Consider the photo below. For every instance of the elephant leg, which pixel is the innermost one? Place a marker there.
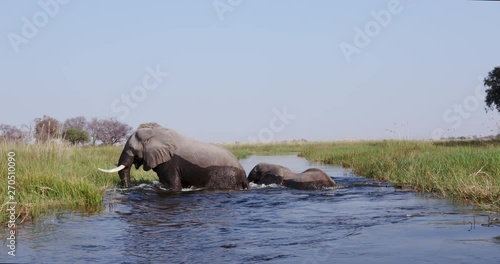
(169, 177)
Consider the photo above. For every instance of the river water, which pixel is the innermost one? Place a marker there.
(361, 221)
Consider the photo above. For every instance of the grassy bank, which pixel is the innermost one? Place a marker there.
(466, 171)
(54, 176)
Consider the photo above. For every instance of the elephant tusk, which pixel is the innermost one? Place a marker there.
(117, 169)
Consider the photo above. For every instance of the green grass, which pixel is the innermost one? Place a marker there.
(57, 177)
(467, 171)
(52, 177)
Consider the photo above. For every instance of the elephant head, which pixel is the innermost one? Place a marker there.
(265, 173)
(149, 146)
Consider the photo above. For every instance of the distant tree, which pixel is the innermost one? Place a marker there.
(11, 133)
(46, 128)
(76, 136)
(110, 131)
(492, 81)
(79, 122)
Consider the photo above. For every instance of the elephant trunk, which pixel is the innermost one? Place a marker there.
(127, 161)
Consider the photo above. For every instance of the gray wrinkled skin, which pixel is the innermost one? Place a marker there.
(311, 179)
(181, 162)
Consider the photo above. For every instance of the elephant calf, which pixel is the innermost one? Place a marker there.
(311, 179)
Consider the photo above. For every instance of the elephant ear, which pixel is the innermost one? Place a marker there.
(158, 146)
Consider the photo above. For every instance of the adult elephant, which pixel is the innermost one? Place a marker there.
(311, 179)
(179, 161)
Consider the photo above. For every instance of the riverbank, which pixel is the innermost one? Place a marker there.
(465, 171)
(53, 176)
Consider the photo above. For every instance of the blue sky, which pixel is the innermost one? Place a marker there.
(242, 70)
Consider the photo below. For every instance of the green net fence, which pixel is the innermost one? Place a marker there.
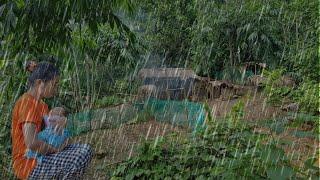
(181, 113)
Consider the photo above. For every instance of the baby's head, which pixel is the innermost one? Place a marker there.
(57, 111)
(53, 116)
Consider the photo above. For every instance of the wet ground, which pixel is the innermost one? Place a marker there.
(114, 145)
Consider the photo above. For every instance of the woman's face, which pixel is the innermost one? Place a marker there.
(50, 88)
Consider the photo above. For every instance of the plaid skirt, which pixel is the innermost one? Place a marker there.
(67, 164)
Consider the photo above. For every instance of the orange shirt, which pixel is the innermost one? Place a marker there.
(26, 109)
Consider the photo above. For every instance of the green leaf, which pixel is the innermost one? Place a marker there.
(284, 172)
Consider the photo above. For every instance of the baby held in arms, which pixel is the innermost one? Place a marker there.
(54, 133)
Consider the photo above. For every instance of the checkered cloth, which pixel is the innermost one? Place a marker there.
(67, 164)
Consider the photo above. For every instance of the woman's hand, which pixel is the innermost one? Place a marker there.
(59, 121)
(65, 144)
(29, 133)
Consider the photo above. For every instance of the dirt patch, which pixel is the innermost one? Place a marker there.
(112, 146)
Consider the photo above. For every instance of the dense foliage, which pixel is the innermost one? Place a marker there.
(99, 45)
(224, 150)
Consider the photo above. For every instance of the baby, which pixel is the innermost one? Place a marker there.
(54, 133)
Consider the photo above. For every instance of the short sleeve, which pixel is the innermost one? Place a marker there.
(29, 112)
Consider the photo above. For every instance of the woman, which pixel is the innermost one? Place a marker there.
(67, 162)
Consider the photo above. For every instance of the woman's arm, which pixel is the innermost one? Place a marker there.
(31, 141)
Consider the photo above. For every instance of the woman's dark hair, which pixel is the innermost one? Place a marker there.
(44, 71)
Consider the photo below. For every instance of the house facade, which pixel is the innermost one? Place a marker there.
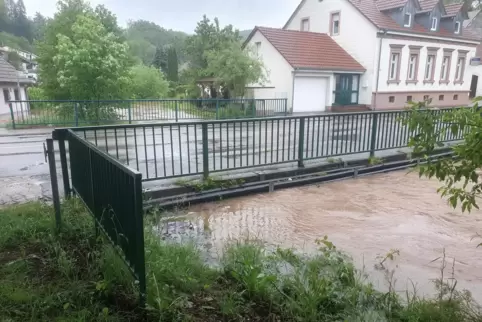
(13, 86)
(373, 54)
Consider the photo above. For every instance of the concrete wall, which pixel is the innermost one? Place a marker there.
(279, 83)
(352, 23)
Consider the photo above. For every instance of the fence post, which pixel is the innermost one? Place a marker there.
(76, 114)
(177, 111)
(373, 139)
(205, 151)
(301, 143)
(140, 251)
(11, 115)
(129, 112)
(54, 183)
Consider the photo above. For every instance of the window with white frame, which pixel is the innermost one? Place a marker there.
(407, 20)
(305, 24)
(457, 27)
(257, 48)
(444, 75)
(434, 23)
(459, 71)
(429, 67)
(394, 61)
(335, 24)
(412, 67)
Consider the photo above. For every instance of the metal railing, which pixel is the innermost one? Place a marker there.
(113, 194)
(84, 113)
(173, 150)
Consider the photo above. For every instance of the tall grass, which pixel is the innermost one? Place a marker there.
(76, 276)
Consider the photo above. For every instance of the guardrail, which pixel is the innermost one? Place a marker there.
(174, 150)
(113, 194)
(85, 113)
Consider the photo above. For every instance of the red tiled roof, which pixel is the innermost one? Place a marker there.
(383, 21)
(428, 5)
(453, 9)
(390, 4)
(309, 50)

= = = =

== WRITTEN TASK ==
Return the listing above word for word, from its first line to its last, leaving out the pictures.

== FULL ANSWER ==
Consider the photo below. For every instance of the elephant leg, which pixel is the innermost one? Place a marker there.
(169, 177)
Consider the photo above. For every instance of the river water, which pixel is the innermost one? Place a marker there.
(361, 221)
Consider the photo above. For every instance of the grassy bank, which pixel is the innermost one? Place a marker there.
(466, 171)
(54, 176)
Consider the photo above. For every instance of the elephant tusk, which pixel is the innermost one? Place a marker there.
(117, 169)
Consider the photo above. For every instance of the green grass, which pixel is the innermost one? Place a marker there.
(57, 177)
(467, 171)
(52, 177)
Consider the photo above. For every instance of the elephant head, which pixel is the innermost one? Place a marker there.
(265, 173)
(149, 146)
Consider the photo above. For every instance of the distant tree, which pixel is the innermost one? Place a marker there.
(11, 133)
(46, 128)
(76, 136)
(110, 131)
(492, 81)
(79, 122)
Consider the photo above. For every instance of the elephant trunk, which pixel is the innermost one? Place a marker there.
(127, 161)
Consider the photo above. For every instance of the gray wrinkled skin, which pixel is the innermost one? Place a marker there.
(311, 179)
(181, 162)
Consider the photo above. For every instance of the elephant calf, which pixel is the innermost one? Place a marker there.
(311, 179)
Consider the photo above. For every instance of the elephant ear, which pixel is the innermost one? Place a marker there.
(158, 146)
Consider the photo above. For every instance of the adult elephant, which pixel is the innermost one? Place a marker there.
(311, 179)
(179, 161)
Consider the photo above. For every instance of the riverbank, which pixel is the innermost one? Place a marker there.
(465, 171)
(53, 176)
Consider the photo above. For every instance of the blue sky, which pixel is the innermost one? Place a marker there.
(242, 70)
Consider the photo below. For every instance of the green net fence, which pixel is the innermost one? Place a marker there.
(181, 113)
Consider the photo above. For every instance of the baby's head, which pixel is the innermost one? Place a marker there.
(57, 111)
(53, 116)
Consider the photo above. For every instance of the wet ground, which pixel is the innermost one? Place a marker there.
(114, 145)
Consider the photo above. For every instance of the woman's face, which pixel is the innermost one? Place a marker there.
(50, 88)
Consider the photo above. For every instance of the plaid skirt, which pixel is the innermost one? Place a marker there.
(67, 164)
Consider the photo above. For every instance of the orange shirt, which pixel is the innermost one? Place a marker there.
(26, 109)
Consider the photo above. For every instance of the green leaf, which pixel is the innermost one? Place a marker there.
(284, 172)
Consider the photo above. For every instance of the baby held in arms, which pixel is the innermost one? Place a marker there.
(54, 133)
Consider the photo above. For every instance of the checkered cloth, which pixel is the innermost one? Place a marker there.
(67, 164)
Consider the photo above. For every instance of the woman's hand, which pixel is the innermost one? Place a marker there.
(59, 121)
(65, 144)
(29, 133)
Consider the photo above. For every instance of the dirt patch, which pixel is the innermost one? Place a marker there.
(112, 146)
Consider the photo above. For every instance of the dense foliage, which pixel is the innermost one? Place a marker there.
(99, 45)
(224, 150)
Consider the photo above. For every instance of the baby, which pixel is the innermost one? Place a marker there.
(54, 133)
Consider the photo above. For every instance of the short sleeve, which pixel is the innermost one? Place a marker there.
(29, 112)
Consider the photo above. For every instance of the woman, which pixel is the innermost one? Place a marker there.
(67, 162)
Consider the photo above. For every instance of the woman's arm, which pixel is the innermost one? Place a marker there.
(31, 141)
Consider the photo above. For every instance of the woman's dark hair, which pixel is the innermost one? Place a marker there.
(44, 71)
Consider the photo below. For every instance of the house facade, which pixel is the innermost one? Place a marker there.
(13, 86)
(373, 54)
Consider the photo above. For every instance of the concrete wall, which pixel is the innermost one? Place a marker there.
(279, 83)
(352, 23)
Consider the photo above. For every instance of the fence post, which pixel is the innermost one? Place a marker there.
(76, 114)
(177, 111)
(373, 139)
(205, 151)
(301, 143)
(140, 251)
(11, 115)
(129, 112)
(54, 183)
Consider the photo above. For every instance of the window with white frame, which pixel is the innermost one? Place a marker there.
(407, 20)
(305, 24)
(457, 27)
(257, 48)
(444, 75)
(434, 23)
(459, 71)
(429, 67)
(394, 61)
(335, 24)
(412, 67)
Consider the photo above. For every instance of the metal railing, which pixel is the innermost one? Place a marker there.
(113, 194)
(84, 113)
(173, 150)
Consider the photo above. For every instance of the tall grass, which pixel is the innermost one? Place a marker there.
(76, 276)
Consider the photo above. For every instance of the guardrail, which pixel is the innermost one? Place a marker there.
(174, 150)
(113, 194)
(85, 113)
Consider the photo above. For every instance of the red tiled roof, which pixel is the innermost one? Place a marker there.
(383, 21)
(428, 5)
(453, 9)
(390, 4)
(309, 50)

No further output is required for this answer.